Copy the listing from its first line down through the line containing "(1235, 259)", replacing "queried" with "prompted" and leaving everything else unchanged. Return those lines and nothing more.

━━━━

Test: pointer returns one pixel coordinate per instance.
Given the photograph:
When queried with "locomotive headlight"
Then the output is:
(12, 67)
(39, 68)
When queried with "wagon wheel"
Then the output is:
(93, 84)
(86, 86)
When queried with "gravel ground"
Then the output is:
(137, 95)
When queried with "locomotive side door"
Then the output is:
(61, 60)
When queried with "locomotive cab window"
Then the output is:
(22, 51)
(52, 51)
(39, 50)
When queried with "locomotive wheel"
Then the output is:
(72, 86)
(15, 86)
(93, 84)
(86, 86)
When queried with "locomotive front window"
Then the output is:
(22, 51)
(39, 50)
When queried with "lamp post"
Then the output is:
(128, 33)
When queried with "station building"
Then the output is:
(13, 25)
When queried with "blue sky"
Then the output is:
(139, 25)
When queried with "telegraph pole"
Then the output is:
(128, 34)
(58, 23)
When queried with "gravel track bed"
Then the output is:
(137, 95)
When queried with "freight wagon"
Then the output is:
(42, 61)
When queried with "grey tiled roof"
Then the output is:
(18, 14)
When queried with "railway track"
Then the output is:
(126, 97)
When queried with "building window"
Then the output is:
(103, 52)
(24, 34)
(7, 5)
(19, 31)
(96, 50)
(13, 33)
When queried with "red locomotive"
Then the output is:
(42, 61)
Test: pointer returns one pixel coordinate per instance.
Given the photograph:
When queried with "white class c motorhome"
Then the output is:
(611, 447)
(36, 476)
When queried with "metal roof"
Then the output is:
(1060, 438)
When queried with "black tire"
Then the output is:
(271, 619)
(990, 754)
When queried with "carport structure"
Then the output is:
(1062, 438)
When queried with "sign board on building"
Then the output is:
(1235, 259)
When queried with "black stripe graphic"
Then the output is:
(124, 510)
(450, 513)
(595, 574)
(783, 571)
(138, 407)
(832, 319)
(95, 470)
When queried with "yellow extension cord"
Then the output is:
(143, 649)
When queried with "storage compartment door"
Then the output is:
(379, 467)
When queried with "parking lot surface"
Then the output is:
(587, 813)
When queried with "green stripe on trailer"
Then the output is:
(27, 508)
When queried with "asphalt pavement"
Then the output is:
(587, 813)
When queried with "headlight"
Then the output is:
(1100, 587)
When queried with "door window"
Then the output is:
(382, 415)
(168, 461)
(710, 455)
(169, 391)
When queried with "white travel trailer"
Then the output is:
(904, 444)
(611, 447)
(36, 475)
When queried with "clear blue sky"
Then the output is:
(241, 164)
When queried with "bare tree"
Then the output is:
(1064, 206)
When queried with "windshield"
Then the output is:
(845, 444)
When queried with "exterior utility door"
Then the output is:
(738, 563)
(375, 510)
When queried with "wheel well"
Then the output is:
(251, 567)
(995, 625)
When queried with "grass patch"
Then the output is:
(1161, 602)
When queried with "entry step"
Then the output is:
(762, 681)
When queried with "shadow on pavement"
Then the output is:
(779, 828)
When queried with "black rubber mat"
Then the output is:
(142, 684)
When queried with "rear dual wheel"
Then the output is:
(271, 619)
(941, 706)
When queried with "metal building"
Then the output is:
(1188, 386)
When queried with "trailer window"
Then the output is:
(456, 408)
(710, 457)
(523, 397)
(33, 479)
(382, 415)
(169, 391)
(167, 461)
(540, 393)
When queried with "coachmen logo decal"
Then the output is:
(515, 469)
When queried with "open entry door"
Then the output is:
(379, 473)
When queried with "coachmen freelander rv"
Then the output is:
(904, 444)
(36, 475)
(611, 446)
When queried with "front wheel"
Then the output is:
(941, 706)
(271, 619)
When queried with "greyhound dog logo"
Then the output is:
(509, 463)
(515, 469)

━━━━

[Task result]
Test: pointer returns one pixel coordinate per instance.
Given the photograph:
When prompted with "locomotive headlight"
Then the output is:
(12, 67)
(39, 68)
When prompted with "wagon wheel"
Then the output is:
(93, 84)
(86, 86)
When prompted with "gravel ground"
Then the output is:
(137, 95)
When prompted with "locomotive side door"
Then the output is:
(61, 60)
When prompted with "locomotive cab window"
Then the output is:
(22, 51)
(52, 51)
(39, 50)
When prompted with "locomotive wheel"
Then the output is:
(72, 86)
(15, 86)
(93, 84)
(86, 86)
When prompted with "locomotive front window"
Then the output is:
(22, 51)
(39, 50)
When prompted with "lamp post"
Then the output is:
(128, 33)
When prompted with "station building"
Then the output is:
(13, 25)
When prompted with "blue sky"
Then the output is:
(139, 25)
When prompted with "telegraph pole"
Then the output is:
(128, 34)
(58, 23)
When prompted with "gravel track bed"
Then the output is:
(137, 95)
When prompted with "freight wagon"
Then the output is:
(42, 61)
When prompted with "grey tiled roof"
Then the output is:
(18, 14)
When prompted with "railway track"
Then the output is:
(126, 97)
When prompted with "building window"
Then the output is:
(103, 52)
(24, 34)
(7, 5)
(19, 31)
(96, 50)
(13, 33)
When prompted with "red locomotive"
Then the output is:
(42, 61)
Test: pointer returns one pixel coordinate per instance.
Given the photograph:
When prompted with "white class c motorhome"
Then the output is:
(611, 447)
(36, 476)
When prompted with "metal roof"
Then the output is:
(1060, 438)
When prompted with "black tire"
Then the output is:
(271, 619)
(990, 754)
When prompted with "carport structure"
Then the output is:
(1062, 438)
When prompted with "sign board on building"
Then the output is:
(1235, 259)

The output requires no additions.